■ Directions for this task: Set the images aside and retype the whole listing exactly.

■ Data excerpts:
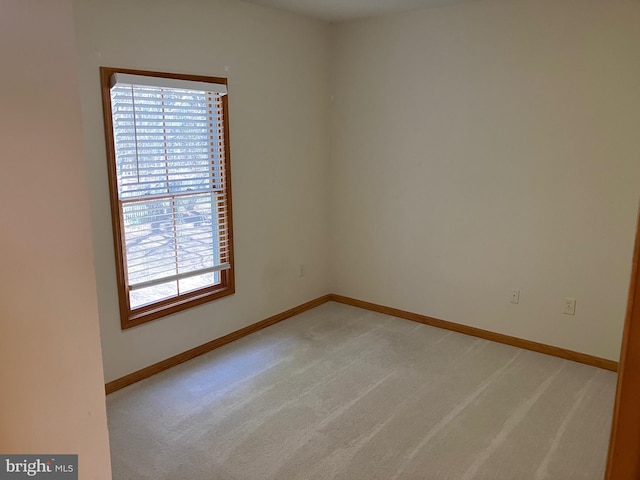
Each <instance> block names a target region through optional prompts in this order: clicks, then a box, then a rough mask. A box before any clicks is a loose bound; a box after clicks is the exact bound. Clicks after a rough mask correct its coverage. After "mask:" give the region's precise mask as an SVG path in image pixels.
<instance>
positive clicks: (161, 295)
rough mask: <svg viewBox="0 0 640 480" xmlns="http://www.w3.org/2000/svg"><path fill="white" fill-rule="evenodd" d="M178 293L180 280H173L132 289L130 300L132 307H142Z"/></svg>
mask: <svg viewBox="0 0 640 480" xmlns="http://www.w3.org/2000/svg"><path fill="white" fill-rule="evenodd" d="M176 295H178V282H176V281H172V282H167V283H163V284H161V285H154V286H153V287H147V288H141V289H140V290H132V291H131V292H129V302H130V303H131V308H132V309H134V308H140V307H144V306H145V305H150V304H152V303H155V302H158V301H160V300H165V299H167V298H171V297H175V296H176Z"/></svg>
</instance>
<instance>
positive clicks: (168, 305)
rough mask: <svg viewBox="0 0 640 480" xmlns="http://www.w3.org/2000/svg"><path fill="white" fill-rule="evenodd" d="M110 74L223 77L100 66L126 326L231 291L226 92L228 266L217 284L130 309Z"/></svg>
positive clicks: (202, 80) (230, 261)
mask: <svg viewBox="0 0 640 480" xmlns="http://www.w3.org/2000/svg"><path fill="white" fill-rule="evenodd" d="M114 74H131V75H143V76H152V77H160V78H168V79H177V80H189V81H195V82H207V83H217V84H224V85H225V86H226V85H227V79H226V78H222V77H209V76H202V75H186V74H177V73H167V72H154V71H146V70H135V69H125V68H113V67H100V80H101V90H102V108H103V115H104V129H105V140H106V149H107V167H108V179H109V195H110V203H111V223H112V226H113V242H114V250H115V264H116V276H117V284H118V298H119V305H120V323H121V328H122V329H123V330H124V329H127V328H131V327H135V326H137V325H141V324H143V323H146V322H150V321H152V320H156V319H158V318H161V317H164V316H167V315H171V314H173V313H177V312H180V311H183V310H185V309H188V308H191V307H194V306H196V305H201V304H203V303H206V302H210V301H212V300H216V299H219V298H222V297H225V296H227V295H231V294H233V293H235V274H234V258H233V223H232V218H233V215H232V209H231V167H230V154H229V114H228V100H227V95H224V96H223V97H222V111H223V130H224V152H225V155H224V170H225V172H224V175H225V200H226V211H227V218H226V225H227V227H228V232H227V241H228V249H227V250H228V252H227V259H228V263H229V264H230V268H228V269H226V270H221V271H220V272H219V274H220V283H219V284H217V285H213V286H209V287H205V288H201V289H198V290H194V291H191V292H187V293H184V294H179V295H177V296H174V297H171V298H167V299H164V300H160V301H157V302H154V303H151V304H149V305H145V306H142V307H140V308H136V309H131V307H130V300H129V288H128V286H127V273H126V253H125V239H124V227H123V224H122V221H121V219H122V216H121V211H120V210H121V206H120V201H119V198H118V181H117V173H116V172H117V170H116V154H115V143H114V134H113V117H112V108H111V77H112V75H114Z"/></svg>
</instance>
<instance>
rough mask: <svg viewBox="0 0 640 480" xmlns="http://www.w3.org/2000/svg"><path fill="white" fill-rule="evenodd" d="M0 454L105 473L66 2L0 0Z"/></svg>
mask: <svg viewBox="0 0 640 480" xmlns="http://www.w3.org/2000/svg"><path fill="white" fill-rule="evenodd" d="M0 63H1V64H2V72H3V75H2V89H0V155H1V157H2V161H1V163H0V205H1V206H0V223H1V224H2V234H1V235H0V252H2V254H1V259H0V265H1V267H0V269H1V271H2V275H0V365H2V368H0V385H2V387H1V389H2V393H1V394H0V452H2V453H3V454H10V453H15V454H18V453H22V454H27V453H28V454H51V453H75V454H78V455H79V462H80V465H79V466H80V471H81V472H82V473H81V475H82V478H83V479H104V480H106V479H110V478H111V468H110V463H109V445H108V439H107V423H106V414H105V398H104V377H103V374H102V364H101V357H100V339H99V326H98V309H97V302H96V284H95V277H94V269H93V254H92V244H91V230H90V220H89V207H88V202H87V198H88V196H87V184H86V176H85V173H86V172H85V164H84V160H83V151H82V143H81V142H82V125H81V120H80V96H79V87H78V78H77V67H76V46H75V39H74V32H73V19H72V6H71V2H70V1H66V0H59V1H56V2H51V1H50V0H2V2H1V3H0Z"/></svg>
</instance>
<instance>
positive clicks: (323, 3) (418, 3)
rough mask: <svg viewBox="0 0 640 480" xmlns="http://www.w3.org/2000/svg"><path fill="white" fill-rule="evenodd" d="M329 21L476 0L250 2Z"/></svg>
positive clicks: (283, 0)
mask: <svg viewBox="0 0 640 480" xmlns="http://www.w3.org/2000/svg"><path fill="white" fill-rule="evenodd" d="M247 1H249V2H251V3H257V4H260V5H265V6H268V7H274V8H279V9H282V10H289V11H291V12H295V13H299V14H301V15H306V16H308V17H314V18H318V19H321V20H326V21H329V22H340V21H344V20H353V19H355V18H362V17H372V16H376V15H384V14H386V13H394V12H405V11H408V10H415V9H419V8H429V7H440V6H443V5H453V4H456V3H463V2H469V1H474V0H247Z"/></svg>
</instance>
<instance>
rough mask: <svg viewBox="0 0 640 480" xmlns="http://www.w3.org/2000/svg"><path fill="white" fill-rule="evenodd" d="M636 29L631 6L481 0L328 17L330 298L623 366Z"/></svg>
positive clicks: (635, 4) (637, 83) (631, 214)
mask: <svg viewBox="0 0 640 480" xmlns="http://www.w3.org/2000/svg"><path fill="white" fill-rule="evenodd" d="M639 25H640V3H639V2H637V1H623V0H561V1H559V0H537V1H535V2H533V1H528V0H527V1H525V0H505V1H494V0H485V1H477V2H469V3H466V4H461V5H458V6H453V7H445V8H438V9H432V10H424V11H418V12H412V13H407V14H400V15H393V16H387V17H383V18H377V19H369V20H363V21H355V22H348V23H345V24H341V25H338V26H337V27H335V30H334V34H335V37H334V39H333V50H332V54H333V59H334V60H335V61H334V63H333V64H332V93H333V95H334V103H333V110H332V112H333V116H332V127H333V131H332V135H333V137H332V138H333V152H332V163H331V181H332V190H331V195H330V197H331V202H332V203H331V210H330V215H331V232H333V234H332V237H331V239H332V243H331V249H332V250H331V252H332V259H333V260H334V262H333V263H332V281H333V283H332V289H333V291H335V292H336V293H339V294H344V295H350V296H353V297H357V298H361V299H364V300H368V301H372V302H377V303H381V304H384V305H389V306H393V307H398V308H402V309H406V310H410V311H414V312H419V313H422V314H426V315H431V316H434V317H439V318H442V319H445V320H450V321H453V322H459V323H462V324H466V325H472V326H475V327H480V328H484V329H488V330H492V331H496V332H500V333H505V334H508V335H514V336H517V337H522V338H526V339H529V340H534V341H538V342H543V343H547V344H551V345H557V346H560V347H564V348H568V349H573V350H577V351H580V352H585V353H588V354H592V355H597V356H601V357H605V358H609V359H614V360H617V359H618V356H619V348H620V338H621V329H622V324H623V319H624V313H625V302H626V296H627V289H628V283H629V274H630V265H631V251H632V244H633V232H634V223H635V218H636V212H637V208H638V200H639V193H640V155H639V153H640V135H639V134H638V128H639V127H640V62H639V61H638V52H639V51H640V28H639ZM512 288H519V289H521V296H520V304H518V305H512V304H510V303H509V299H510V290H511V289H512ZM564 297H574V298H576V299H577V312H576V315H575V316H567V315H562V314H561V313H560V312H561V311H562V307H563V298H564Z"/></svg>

■ Expected answer:
Each <instance> block names a target region through optional prompts in this order: clicks, then a box, then a rough mask. A box before any clicks is a loose bound; a box after clicks is the exact bound. Clicks after a rough mask correct its coverage. After "mask:" give the region's precise mask as an SVG path in image pixels.
<instance>
positive clicks: (161, 295)
rough mask: <svg viewBox="0 0 640 480" xmlns="http://www.w3.org/2000/svg"><path fill="white" fill-rule="evenodd" d="M178 293L180 280H173L132 289L130 300L132 307H142Z"/></svg>
mask: <svg viewBox="0 0 640 480" xmlns="http://www.w3.org/2000/svg"><path fill="white" fill-rule="evenodd" d="M176 295H178V282H176V281H172V282H167V283H163V284H161V285H154V286H153V287H147V288H141V289H140V290H132V291H131V292H129V302H130V303H131V308H132V309H134V308H140V307H144V306H145V305H150V304H152V303H155V302H158V301H160V300H165V299H167V298H171V297H175V296H176Z"/></svg>
</instance>
<instance>
positive clicks: (168, 305)
rough mask: <svg viewBox="0 0 640 480" xmlns="http://www.w3.org/2000/svg"><path fill="white" fill-rule="evenodd" d="M110 74L223 77L100 66L126 326L231 291L226 92L228 266L217 284L130 309Z"/></svg>
positive clicks: (202, 80) (230, 261)
mask: <svg viewBox="0 0 640 480" xmlns="http://www.w3.org/2000/svg"><path fill="white" fill-rule="evenodd" d="M114 74H131V75H143V76H152V77H160V78H168V79H177V80H189V81H195V82H207V83H217V84H224V85H225V86H226V85H227V79H226V78H222V77H209V76H202V75H186V74H177V73H167V72H154V71H146V70H135V69H125V68H113V67H100V80H101V90H102V108H103V115H104V129H105V140H106V149H107V167H108V179H109V195H110V203H111V223H112V226H113V242H114V250H115V264H116V276H117V284H118V298H119V305H120V323H121V328H122V329H123V330H124V329H127V328H131V327H135V326H137V325H141V324H143V323H146V322H150V321H152V320H156V319H158V318H161V317H164V316H167V315H171V314H173V313H177V312H180V311H183V310H185V309H188V308H191V307H194V306H196V305H201V304H203V303H206V302H210V301H212V300H216V299H219V298H222V297H225V296H227V295H231V294H233V293H235V274H234V258H233V223H232V218H233V215H232V209H231V167H230V154H229V114H228V100H227V95H224V96H223V97H222V111H223V130H224V152H225V155H224V170H225V172H224V175H225V200H226V211H227V218H226V225H227V227H228V232H227V241H228V249H227V250H228V252H227V259H228V263H229V264H230V268H228V269H226V270H221V271H220V272H219V274H220V283H219V284H217V285H213V286H209V287H205V288H201V289H198V290H194V291H191V292H187V293H184V294H179V295H177V296H174V297H171V298H167V299H164V300H160V301H157V302H154V303H151V304H149V305H145V306H142V307H140V308H136V309H131V307H130V300H129V288H128V286H127V273H126V253H125V239H124V227H123V224H122V221H121V219H122V216H121V211H120V210H121V206H120V201H119V198H118V181H117V173H116V172H117V170H116V154H115V143H114V134H113V117H112V108H111V77H112V75H114Z"/></svg>
</instance>
<instance>
rough mask: <svg viewBox="0 0 640 480" xmlns="http://www.w3.org/2000/svg"><path fill="white" fill-rule="evenodd" d="M0 454L105 473L66 2L0 0Z"/></svg>
mask: <svg viewBox="0 0 640 480" xmlns="http://www.w3.org/2000/svg"><path fill="white" fill-rule="evenodd" d="M0 63H1V64H2V72H3V75H2V89H0V155H1V157H2V161H1V163H0V205H1V206H0V223H1V224H2V234H1V235H0V252H2V254H1V259H0V265H1V267H0V269H1V271H2V275H0V365H2V368H0V385H2V387H1V389H2V393H1V394H0V452H2V453H3V454H10V453H15V454H18V453H22V454H27V453H28V454H51V453H75V454H78V455H79V462H80V465H79V466H80V471H81V472H82V473H81V475H82V478H83V479H104V480H106V479H110V478H111V468H110V463H109V445H108V439H107V423H106V414H105V398H104V377H103V374H102V364H101V357H100V339H99V326H98V309H97V302H96V284H95V277H94V269H93V254H92V244H91V230H90V220H89V207H88V202H87V198H88V196H87V184H86V176H85V173H86V172H85V164H84V160H83V151H82V143H81V142H82V125H81V120H80V96H79V87H78V78H77V67H76V46H75V39H74V32H73V19H72V6H71V2H70V1H66V0H59V1H56V2H51V1H50V0H2V2H1V3H0Z"/></svg>
</instance>
<instance>
positive clicks: (323, 3) (418, 3)
rough mask: <svg viewBox="0 0 640 480" xmlns="http://www.w3.org/2000/svg"><path fill="white" fill-rule="evenodd" d="M329 21L476 0L250 2Z"/></svg>
positive clicks: (283, 0)
mask: <svg viewBox="0 0 640 480" xmlns="http://www.w3.org/2000/svg"><path fill="white" fill-rule="evenodd" d="M247 1H249V2H251V3H257V4H260V5H265V6H268V7H274V8H279V9H282V10H289V11H291V12H295V13H299V14H301V15H306V16H308V17H314V18H318V19H321V20H326V21H329V22H340V21H344V20H353V19H355V18H362V17H372V16H376V15H384V14H386V13H394V12H405V11H408V10H415V9H419V8H429V7H440V6H443V5H453V4H456V3H463V2H469V1H474V0H247Z"/></svg>
</instance>
<instance>
rough mask: <svg viewBox="0 0 640 480" xmlns="http://www.w3.org/2000/svg"><path fill="white" fill-rule="evenodd" d="M636 29L631 6L481 0L328 17L330 298L623 366Z"/></svg>
positive clicks: (635, 4) (637, 83) (631, 214)
mask: <svg viewBox="0 0 640 480" xmlns="http://www.w3.org/2000/svg"><path fill="white" fill-rule="evenodd" d="M639 25H640V3H639V2H637V1H623V0H561V1H559V0H537V1H535V2H533V1H528V0H527V1H525V0H505V1H494V0H485V1H477V2H469V3H466V4H461V5H458V6H453V7H445V8H438V9H432V10H424V11H418V12H412V13H407V14H400V15H393V16H387V17H383V18H377V19H369V20H363V21H355V22H348V23H345V24H341V25H338V26H337V27H335V30H334V34H335V37H334V39H333V50H332V54H333V59H334V60H335V61H334V63H333V64H332V93H333V95H334V103H333V110H332V112H333V116H332V127H333V131H332V135H333V137H332V138H333V152H332V163H331V181H332V190H331V195H330V197H331V202H332V203H331V210H330V215H331V232H333V234H332V237H331V239H332V243H331V249H332V250H331V252H332V259H333V260H334V262H333V263H332V281H333V283H332V289H333V291H335V292H336V293H339V294H344V295H350V296H353V297H357V298H361V299H364V300H368V301H372V302H377V303H381V304H384V305H389V306H393V307H398V308H402V309H406V310H410V311H414V312H419V313H422V314H426V315H431V316H434V317H439V318H442V319H445V320H450V321H453V322H459V323H462V324H466V325H472V326H475V327H480V328H484V329H488V330H492V331H496V332H500V333H505V334H508V335H514V336H517V337H522V338H526V339H529V340H534V341H538V342H543V343H547V344H551V345H557V346H560V347H564V348H568V349H573V350H577V351H580V352H585V353H588V354H592V355H597V356H601V357H605V358H609V359H614V360H617V359H618V356H619V348H620V338H621V329H622V324H623V319H624V313H625V302H626V296H627V289H628V283H629V274H630V265H631V251H632V244H633V232H634V223H635V218H636V212H637V208H638V200H639V193H640V155H639V153H640V135H639V134H638V128H639V127H640V62H639V61H638V52H639V51H640V28H639ZM512 288H519V289H521V296H520V304H518V305H512V304H510V303H509V299H510V290H511V289H512ZM564 297H574V298H576V299H577V312H576V315H575V316H567V315H562V314H561V313H560V312H561V311H562V307H563V298H564Z"/></svg>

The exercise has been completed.